Written task 1 ::
Rewrite the records with each "detect" replaced by "locate", keeping every other character of their lines unchanged.

B. December 17, 2010 Questioning

On December 17, 2010, FBI Agent Runles called the Defendant to return the keys. FBI Agent Runles believes it was the Defendant who suggested that they meet at the MGM Spa Building parking lot. FBI Agent Runles and NCIS Agent Twilley were present at that meeting.

Upon meeting, the agents returned the keys to the Defendant. The Defendant then unlocked the building, and the agents followed him inside. The agents asked the Defendant additional questions, which took approximately between 15-30 minutes. The agents asked the Defendant whether he had any contacts with his co-defendants. In addition, the agents asked the Defendant if he was willing to wear a concealed wire. He refused. Thereafter, the agents left. FBI Agent Runles described the interaction with the Defendant as cordial, very-matter-of-fact conversation. There was no indication that the Defendant was uncomfortable or that he did not want to talk to the agents.

FBI Agent Runles testified that he did not threaten the Defendant and does not recall hearing NCIS Agent Twilley threaten the Defendant either. The agent, however, may have alluded to the Defendant that "he has a lot of legal problems which could include money laundering or whatever."

C. December 13, 2011 Questioning

Approximately a year later, on December 13, 2011, FBI Agent Runles called the Defendant to ask him if they could meet. The Defendant agreed. FBI Agent Runles testified that he believes it was the Defendant who again suggested that they meet at the MGM Spa Building parking lot. When FBI Agent Runles called, the Defendant said that he "can come over right now." The agents arrived at the MGM parking lot before the Defendant and thus waited for him for approximately 10 minutes until he arrived. The agents present during this meeting were FBI Agent Runles and IRS-Criminal Investigation Special Agent Todd Peterson.

According to FBI Agent Runles, it was IRS Agent Peterson who wanted to speak with the Defendant because "there were a couple of loose ends that we wanted to tie up." The meeting was described as cordial and lasted approximately 10-15 minutes under the hot sun. The agents did not go inside the MGM Spa Building.

IRS Agent Peterson testified that the defendant was "very agreeable, agreeable to meet with us" and that the meeting was not confrontational. Also, IRS Agent Peterson stated that the defendant did not ask for an attorney.

Government Exhibit No. 13 was admitted into evidence. The exhibit is an IRS regulation governing interviews in a criminal investigation. IRS Agent Peterson testified that IRS conducts two different types of investigation: administrative (criminal) investigation and grand jury investigation. In an administrative investigation, the IRS agents investigate tax cases, and agents are required to advise the person being interviewed their rights (either noncustodial advice of rights, or custodial advice of Miranda rights, depending on the situation). The U.S. Attorney's Office is not involved in administrative investigation due to tax disclosure laws.

Written task 2 ::
Return the passage of the questioning account from "C. December 13, 2011" to "Agent Todd Peterson." exactly as it stands.

Exercise inputs ::
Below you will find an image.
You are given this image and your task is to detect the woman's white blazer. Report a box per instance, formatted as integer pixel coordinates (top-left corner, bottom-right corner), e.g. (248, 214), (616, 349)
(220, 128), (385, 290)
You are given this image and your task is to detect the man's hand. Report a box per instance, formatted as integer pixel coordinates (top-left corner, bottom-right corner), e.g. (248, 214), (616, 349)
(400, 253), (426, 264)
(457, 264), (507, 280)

Task result 1 ::
Below you will find an image.
You are given this image and your task is to locate the woman's white blazer. Report a box per instance, formatted as integer pixel coordinates (top-left corner, bottom-right corner), e.g. (248, 214), (616, 349)
(220, 128), (385, 290)
You are given this image and your task is to locate the man's hand. Report a box per instance, formatted as integer pixel coordinates (top-left corner, bottom-right corner), e.g. (248, 214), (616, 349)
(400, 253), (426, 264)
(457, 264), (507, 280)

Task result 2 ::
C. December 13, 2011 Questioning

Approximately a year later, on December 13, 2011, FBI Agent Runles called the Defendant to ask him if they could meet. The Defendant agreed. FBI Agent Runles testified that he believes it was the Defendant who again suggested that they meet at the MGM Spa Building parking lot. When FBI Agent Runles called, the Defendant said that he "can come over right now." The agents arrived at the MGM parking lot before the Defendant and thus waited for him for approximately 10 minutes until he arrived. The agents present during this meeting were FBI Agent Runles and IRS-Criminal Investigation Special Agent Todd Peterson.